WHAT IS EXPECTED
What you give back should match the records word for word.

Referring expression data
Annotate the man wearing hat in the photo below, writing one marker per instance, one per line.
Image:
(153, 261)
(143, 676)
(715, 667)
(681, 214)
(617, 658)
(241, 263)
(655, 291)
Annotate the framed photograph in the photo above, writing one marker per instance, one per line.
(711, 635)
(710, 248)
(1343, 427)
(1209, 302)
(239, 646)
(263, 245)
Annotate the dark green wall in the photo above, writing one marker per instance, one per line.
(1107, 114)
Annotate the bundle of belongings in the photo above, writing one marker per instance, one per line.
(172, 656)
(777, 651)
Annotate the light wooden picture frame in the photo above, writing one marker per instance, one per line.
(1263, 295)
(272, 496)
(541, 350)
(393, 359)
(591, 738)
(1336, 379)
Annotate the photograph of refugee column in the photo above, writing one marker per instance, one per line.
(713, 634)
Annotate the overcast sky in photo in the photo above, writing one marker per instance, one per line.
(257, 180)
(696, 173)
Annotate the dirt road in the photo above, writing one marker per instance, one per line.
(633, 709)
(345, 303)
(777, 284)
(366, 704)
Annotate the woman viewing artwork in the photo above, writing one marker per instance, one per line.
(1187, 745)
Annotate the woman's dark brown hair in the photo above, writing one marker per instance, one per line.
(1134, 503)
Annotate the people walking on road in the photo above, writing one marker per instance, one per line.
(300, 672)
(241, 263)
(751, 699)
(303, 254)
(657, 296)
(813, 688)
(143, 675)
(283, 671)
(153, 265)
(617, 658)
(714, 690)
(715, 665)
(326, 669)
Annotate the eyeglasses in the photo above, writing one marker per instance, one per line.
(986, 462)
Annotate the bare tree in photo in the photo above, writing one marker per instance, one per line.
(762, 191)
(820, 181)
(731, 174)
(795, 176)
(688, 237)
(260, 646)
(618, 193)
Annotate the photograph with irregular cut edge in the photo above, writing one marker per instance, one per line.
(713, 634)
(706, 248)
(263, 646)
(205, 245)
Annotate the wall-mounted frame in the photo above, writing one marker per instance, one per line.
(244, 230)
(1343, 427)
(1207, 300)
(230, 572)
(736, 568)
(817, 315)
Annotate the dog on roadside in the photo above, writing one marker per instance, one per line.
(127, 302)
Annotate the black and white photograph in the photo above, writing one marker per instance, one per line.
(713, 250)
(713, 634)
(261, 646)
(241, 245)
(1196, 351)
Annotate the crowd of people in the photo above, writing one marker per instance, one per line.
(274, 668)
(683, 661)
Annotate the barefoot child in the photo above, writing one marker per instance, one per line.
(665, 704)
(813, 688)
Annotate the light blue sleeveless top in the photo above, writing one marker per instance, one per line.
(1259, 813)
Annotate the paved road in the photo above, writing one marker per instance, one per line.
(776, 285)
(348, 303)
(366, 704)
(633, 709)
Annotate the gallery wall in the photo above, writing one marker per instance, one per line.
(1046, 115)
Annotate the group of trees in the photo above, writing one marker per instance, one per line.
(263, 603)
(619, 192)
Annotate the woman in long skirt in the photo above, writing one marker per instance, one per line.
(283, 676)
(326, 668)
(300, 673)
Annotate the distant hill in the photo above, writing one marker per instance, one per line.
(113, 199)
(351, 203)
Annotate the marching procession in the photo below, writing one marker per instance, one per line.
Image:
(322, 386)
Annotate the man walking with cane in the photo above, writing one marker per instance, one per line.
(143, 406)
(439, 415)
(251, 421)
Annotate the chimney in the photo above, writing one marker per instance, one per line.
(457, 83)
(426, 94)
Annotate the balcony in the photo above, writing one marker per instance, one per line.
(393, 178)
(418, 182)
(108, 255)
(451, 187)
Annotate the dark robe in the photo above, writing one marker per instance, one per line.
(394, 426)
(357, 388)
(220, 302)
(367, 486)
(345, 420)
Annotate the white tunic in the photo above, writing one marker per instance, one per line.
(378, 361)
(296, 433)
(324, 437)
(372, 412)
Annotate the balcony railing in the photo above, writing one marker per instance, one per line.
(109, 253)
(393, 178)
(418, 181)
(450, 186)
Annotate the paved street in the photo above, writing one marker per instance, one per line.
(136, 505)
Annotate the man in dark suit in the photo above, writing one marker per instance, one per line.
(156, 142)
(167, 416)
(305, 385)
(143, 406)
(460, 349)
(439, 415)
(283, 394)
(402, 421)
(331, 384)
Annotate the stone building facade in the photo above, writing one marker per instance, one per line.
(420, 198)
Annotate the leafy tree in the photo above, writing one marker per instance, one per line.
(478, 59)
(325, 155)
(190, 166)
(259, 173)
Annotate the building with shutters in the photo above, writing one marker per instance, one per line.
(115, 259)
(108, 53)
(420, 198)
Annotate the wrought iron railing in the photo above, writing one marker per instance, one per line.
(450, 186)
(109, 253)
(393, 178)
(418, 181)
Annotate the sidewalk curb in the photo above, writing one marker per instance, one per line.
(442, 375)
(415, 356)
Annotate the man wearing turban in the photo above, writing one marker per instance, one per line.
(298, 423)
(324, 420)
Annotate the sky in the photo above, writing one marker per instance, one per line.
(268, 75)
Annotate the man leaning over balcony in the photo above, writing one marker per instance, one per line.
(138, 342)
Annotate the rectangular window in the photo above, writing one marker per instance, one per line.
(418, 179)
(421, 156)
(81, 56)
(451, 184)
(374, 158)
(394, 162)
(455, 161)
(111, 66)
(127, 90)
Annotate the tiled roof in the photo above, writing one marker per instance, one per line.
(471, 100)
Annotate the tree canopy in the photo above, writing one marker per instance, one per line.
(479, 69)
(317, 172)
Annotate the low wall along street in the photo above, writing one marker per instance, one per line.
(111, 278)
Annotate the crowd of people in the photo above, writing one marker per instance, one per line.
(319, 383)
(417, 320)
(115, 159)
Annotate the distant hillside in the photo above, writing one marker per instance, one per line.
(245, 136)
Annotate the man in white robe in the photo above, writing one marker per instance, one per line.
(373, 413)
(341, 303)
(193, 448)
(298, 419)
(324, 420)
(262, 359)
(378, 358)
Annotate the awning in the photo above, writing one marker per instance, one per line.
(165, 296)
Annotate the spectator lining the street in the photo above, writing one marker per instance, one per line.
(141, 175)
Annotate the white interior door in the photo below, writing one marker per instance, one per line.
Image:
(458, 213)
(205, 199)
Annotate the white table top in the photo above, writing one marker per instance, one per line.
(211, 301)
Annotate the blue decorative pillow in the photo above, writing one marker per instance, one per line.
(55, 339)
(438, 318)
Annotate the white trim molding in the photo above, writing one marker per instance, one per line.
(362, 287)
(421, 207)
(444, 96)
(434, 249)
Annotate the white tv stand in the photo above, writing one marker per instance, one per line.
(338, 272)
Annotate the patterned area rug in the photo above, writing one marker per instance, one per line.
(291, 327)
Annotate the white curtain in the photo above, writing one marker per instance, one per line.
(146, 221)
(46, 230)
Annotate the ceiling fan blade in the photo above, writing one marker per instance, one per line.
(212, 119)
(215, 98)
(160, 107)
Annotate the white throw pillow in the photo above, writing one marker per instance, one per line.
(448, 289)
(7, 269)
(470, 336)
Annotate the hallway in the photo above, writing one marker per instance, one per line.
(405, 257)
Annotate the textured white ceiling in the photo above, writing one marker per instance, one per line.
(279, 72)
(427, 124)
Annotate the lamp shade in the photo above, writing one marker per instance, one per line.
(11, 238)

EXERCISE OUTPUT
Annotate the man wearing hat in the photo below, writing one marker per instance, one per line.
Image:
(153, 261)
(143, 676)
(715, 667)
(681, 214)
(617, 658)
(241, 263)
(655, 291)
Annotate the framed photograph in the photo above, writing one marker per instance, one per line.
(711, 635)
(710, 248)
(1343, 427)
(1209, 302)
(239, 646)
(263, 245)
Annotate the dark green wall in the photo above, writing one marker per instance, one per line.
(1107, 114)
Annotate the bundle of belongings in the photo above, writing one marker per instance, one per line.
(172, 656)
(777, 651)
Annotate the light wooden picture frame in the photo above, writing one marker per instance, one per line.
(1263, 295)
(272, 496)
(541, 350)
(393, 359)
(591, 738)
(1336, 379)
Annotate the photograph of refugee column in the photo above, writing one marker per instance, one per line.
(713, 634)
Annotate the overcast sky in photo in the photo above, writing one marker per instance, one per line.
(257, 180)
(696, 173)
Annotate the dirt road in the photo above, writing one marker per instance, one per line.
(633, 709)
(345, 303)
(777, 284)
(366, 704)
Annotate the woman viewing artwork in the photo above, writing one marker per instance, one per line.
(1187, 745)
Annotate the woman's dark brown hair in the photo above, writing one marker per instance, one per line.
(1134, 503)
Annotate the people walking on road in the photo above, writing one marker per instance, one per line.
(300, 672)
(241, 263)
(751, 699)
(303, 254)
(657, 296)
(813, 688)
(143, 675)
(283, 671)
(153, 265)
(617, 658)
(714, 690)
(715, 665)
(326, 669)
Annotate the eyeglasses in the photo above, writing one marker per instance, one per line.
(986, 462)
Annotate the bare tree in photo in the photo above, writing one marker per instance, one per line.
(762, 191)
(820, 181)
(731, 174)
(795, 176)
(688, 237)
(260, 646)
(618, 193)
Annotate the photograph with irregular cut edge in the photo above, writing one marker per instance, one per line.
(713, 634)
(706, 248)
(263, 646)
(205, 245)
Annotate the wall-mounted frame in the photo above, writing one marker per instance, one per line.
(244, 230)
(1343, 427)
(1207, 300)
(230, 572)
(736, 568)
(817, 315)
Annotate the dog on roadside in the photo above, writing one marker per instance, one per line.
(127, 302)
Annotate the black and white photograph in the photo above, writing one marker per instance, one per line.
(713, 250)
(713, 634)
(261, 646)
(241, 245)
(1196, 351)
Annotate the crowd of people in the photo above, writing one marker per instance, one per line.
(274, 668)
(683, 661)
Annotate the barefoot child in the photo above, writing one marker per instance, one per line.
(665, 704)
(813, 688)
Annotate the light blue sleeveless top in the photo above, writing one marker per instance, one per line.
(1259, 813)
Annotate the paved road in the photo above, writing one marker per instance, one per line.
(776, 285)
(348, 303)
(366, 704)
(633, 709)
Annotate the gallery wall in the photo above, writing one marker per instance, one per line.
(1046, 115)
Annotate the group of trees in the photo above, writing one marker per instance, one per line.
(263, 603)
(619, 192)
Annotate the woman in long skirt in the photo above, writing one marker per instance, one per line.
(283, 676)
(326, 668)
(300, 673)
Annotate the distant hill in the photo above, writing one marker per instance, one per line.
(113, 199)
(351, 203)
Annotate the marching procession in the photo below, writing one marker per instance, one per line.
Image:
(322, 386)
Annotate the man walking with cane in the photo above, writing one marker per instance, one per line.
(143, 406)
(439, 415)
(251, 421)
Annotate the chimney in the photo above, writing one marker per instance, one per line.
(457, 83)
(426, 94)
Annotate the balcony in the photo above, writing one marker per instance, one per line.
(393, 178)
(418, 182)
(108, 255)
(451, 187)
Annotate the dark robe in the photo above, writing one marker per instance, one per line.
(394, 426)
(357, 388)
(220, 302)
(367, 486)
(345, 420)
Annotate the white tunic in the photo above, writing one marker per instance, one per line.
(378, 361)
(296, 433)
(324, 437)
(372, 412)
Annotate the balcony railing in the photo above, writing one marker per instance, one per line.
(109, 253)
(393, 178)
(418, 181)
(450, 186)
Annotate the paved street in the photo above, writing one marker per instance, one per line.
(136, 505)
Annotate the man in dark suit in the photo above, writing one marker per instance, one per line.
(156, 142)
(167, 416)
(305, 385)
(143, 406)
(460, 349)
(439, 415)
(283, 394)
(402, 421)
(331, 384)
Annotate the stone building facade in the photo above, writing one marker per instance, one per line.
(420, 198)
Annotate the leafy tree in the photo above, writing one marker per instance, one per line.
(478, 59)
(325, 155)
(190, 166)
(259, 173)
Annotate the building with shutters in the photo above, writing one marker per instance, one per line.
(115, 259)
(108, 53)
(420, 198)
Annotate the wrought iron railing in the photo above, writing one marker per instance, one per line.
(450, 186)
(109, 253)
(393, 178)
(418, 181)
Annotate the sidewalk curb in the photo above, writing one marker per instance, one per line.
(442, 375)
(415, 356)
Annotate the man wearing turban in the photo above, writing one marker per instance, one per line.
(298, 423)
(324, 420)
Annotate the sky in the photo above, writing one marker per instance, one per line.
(268, 75)
Annotate the man leaning over balcony in the photo above, writing one marker per instance, one per line.
(138, 342)
Annotate the rectangular window in the photo above, writing one marker per instance, one per line.
(418, 179)
(421, 156)
(81, 56)
(451, 184)
(374, 158)
(394, 162)
(455, 161)
(111, 66)
(127, 90)
Annotate the tiled roof in the photo above, writing one marker per instance, one per line.
(471, 100)
Annotate the tree canopy in the photo above, writing one marker per instance, one per line.
(479, 69)
(317, 172)
Annotate the low wall along street in the photo above, writing one marker per instance, one per line.
(111, 278)
Annotate the crowd of people in the photo above, writing one marker per instance, one per line.
(319, 383)
(417, 320)
(115, 159)
Annotate the distant hillside in the photo above, writing one marker per instance, one per line.
(245, 136)
Annotate the man in white robe in the photo above, writing one marker per instance, one per line.
(373, 413)
(341, 303)
(193, 448)
(298, 419)
(324, 420)
(262, 359)
(378, 358)
Annotate the awning in the photo above, writing one marker per instance, one per line.
(165, 296)
Annotate the spectator lining the street in the photo above, writing one marker per instance, one per line.
(141, 175)
Annotate the white interior door in the photo below, writing one marker per instance, one per line.
Image:
(458, 213)
(205, 199)
Annotate the white table top in the photo above, writing one marker per instance, one per line.
(211, 301)
Annotate the blue decorative pillow in the photo above, writing one marker per instance, one per line.
(55, 339)
(438, 318)
Annotate the white trim molding in the photo above, writing one marker per instance, one per line.
(362, 287)
(421, 207)
(444, 96)
(434, 249)
Annotate the white tv stand in the photo above, writing one marker per instance, one per line.
(338, 272)
Annotate the patterned area rug in the photo above, writing one marker per instance, one per line.
(291, 327)
Annotate the white curtain in the photo above, writing one marker per instance, one per line.
(146, 221)
(46, 230)
Annotate the ceiling fan blade in the photo above, writing one marker per instance, one per line.
(212, 119)
(215, 98)
(160, 107)
Annotate the white throw pillow in the photo above, writing one marker per instance, one per line.
(448, 289)
(7, 269)
(470, 336)
Annotate the hallway in the photo above, writing one marker per instance, one per line.
(405, 257)
Annotate the textured white ceiling in the photo above, writing one marker per instance, one per line.
(279, 72)
(427, 124)
Annotate the lamp shade in the photo above, writing one marker per instance, one per line.
(11, 238)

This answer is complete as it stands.